— Start GIVEN INFORMATION —

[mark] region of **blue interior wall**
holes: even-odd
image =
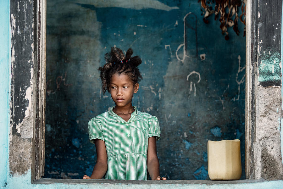
[[[207,141],[239,139],[244,178],[243,27],[239,36],[231,29],[226,41],[214,16],[203,22],[197,1],[152,2],[141,9],[47,1],[45,177],[91,174],[96,154],[87,122],[114,105],[97,69],[116,46],[142,59],[133,103],[159,119],[161,175],[208,179]]]

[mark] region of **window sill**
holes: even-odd
[[[266,181],[260,180],[238,180],[237,181],[212,181],[211,180],[168,180],[166,181],[129,181],[124,180],[105,180],[103,179],[64,179],[42,178],[34,181],[34,184],[50,184],[53,183],[75,184],[115,184],[126,185],[158,184],[167,185],[221,185],[224,184],[241,184],[262,182]]]

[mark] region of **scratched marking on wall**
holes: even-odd
[[[239,55],[238,56],[238,59],[239,60],[239,65],[238,68],[238,71],[236,74],[236,82],[238,84],[238,97],[237,98],[234,97],[233,99],[233,100],[234,101],[239,100],[240,98],[240,85],[245,82],[245,78],[246,77],[246,74],[244,74],[241,80],[240,81],[239,81],[239,74],[242,72],[246,69],[246,66],[244,66],[243,67],[241,67],[241,57]]]
[[[198,80],[196,82],[194,81],[195,80],[193,79],[193,78],[194,78],[193,76],[194,75],[196,75],[198,78]],[[190,76],[193,76],[190,78]],[[191,94],[191,92],[193,91],[192,86],[193,85],[194,95],[194,96],[196,96],[196,83],[199,83],[199,82],[200,81],[200,74],[199,73],[195,71],[192,71],[187,76],[187,81],[190,81],[190,91],[189,92],[189,94]]]
[[[186,19],[187,18],[189,15],[191,15],[192,16],[194,16],[195,17],[195,20],[196,20],[196,23],[195,25],[195,27],[193,27],[192,26],[191,26],[189,24],[186,24]],[[187,42],[187,36],[186,35],[186,26],[188,28],[192,30],[195,31],[195,35],[196,35],[196,49],[197,51],[197,16],[193,13],[191,13],[191,12],[190,12],[186,14],[186,16],[185,16],[184,18],[183,19],[183,21],[184,22],[184,34],[183,34],[183,38],[184,38],[184,42],[183,43],[180,44],[180,45],[177,48],[177,50],[176,51],[176,52],[175,54],[176,54],[176,57],[177,58],[177,59],[178,59],[179,61],[180,61],[182,63],[184,63],[184,61],[185,61],[185,59],[186,58],[186,57],[189,57],[189,56],[187,54],[186,52],[186,43]],[[179,57],[179,56],[178,55],[178,51],[179,51],[179,50],[183,47],[183,58],[182,58],[181,59],[180,57]]]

— End GIVEN INFORMATION —

**TASK**. Turn every line of the entries above into a numbered list, skipping the blank lines and leaving out any picture.

**WRITTEN ANSWER**.
1. [mark] region of **blue interior wall**
2. holes: even-odd
3. image =
4. [[[207,141],[239,139],[244,178],[243,27],[239,36],[231,29],[226,41],[214,16],[203,22],[197,1],[152,2],[141,9],[47,1],[45,177],[91,174],[96,154],[87,122],[114,105],[97,69],[116,46],[142,59],[133,103],[159,119],[161,175],[208,179]]]
5. [mark] region of **window sill**
6. holes: even-odd
7. [[[266,181],[260,180],[238,180],[237,181],[212,181],[211,180],[168,180],[166,181],[129,181],[124,180],[105,180],[103,179],[64,179],[42,178],[34,181],[34,184],[50,184],[53,183],[75,184],[115,184],[126,185],[158,184],[167,185],[221,185],[224,184],[241,184],[262,182]]]
8. [mark] region of **scratched marking on wall**
9. holes: even-odd
10. [[[239,55],[238,56],[238,59],[239,60],[239,65],[238,68],[238,71],[236,74],[236,82],[238,84],[238,97],[237,98],[234,97],[233,99],[233,100],[234,101],[239,100],[240,98],[240,85],[245,82],[245,78],[246,77],[246,74],[244,74],[241,80],[240,81],[239,81],[239,74],[242,72],[246,69],[246,66],[244,66],[243,67],[241,67],[241,57]]]
11. [[[198,80],[196,82],[194,81],[195,80],[193,79],[193,78],[194,78],[193,76],[194,75],[196,75],[198,78]],[[190,76],[193,76],[190,78]],[[191,94],[191,92],[193,91],[192,86],[193,85],[194,95],[194,96],[196,96],[196,83],[199,83],[199,82],[200,81],[200,74],[199,73],[195,71],[192,71],[187,76],[187,81],[190,81],[190,91],[189,92],[189,94]]]
12. [[[186,19],[187,18],[189,15],[191,15],[192,16],[194,16],[195,17],[195,20],[196,20],[196,23],[195,25],[195,27],[193,27],[192,26],[191,26],[189,24],[186,24]],[[187,42],[187,36],[186,35],[186,26],[188,28],[192,30],[195,31],[195,35],[196,35],[196,49],[197,51],[197,16],[193,13],[191,13],[191,12],[190,12],[186,14],[186,16],[185,16],[184,18],[183,19],[183,21],[184,22],[184,34],[183,34],[183,38],[184,38],[184,42],[183,43],[180,44],[180,45],[177,48],[177,50],[176,51],[176,52],[175,54],[176,54],[176,57],[177,58],[177,59],[178,59],[179,61],[180,61],[182,63],[184,63],[184,61],[185,61],[185,59],[186,58],[186,57],[189,57],[189,56],[187,54],[186,52],[186,43]],[[179,57],[179,56],[178,55],[178,51],[179,51],[179,50],[183,47],[183,58],[182,58],[181,59],[180,57]]]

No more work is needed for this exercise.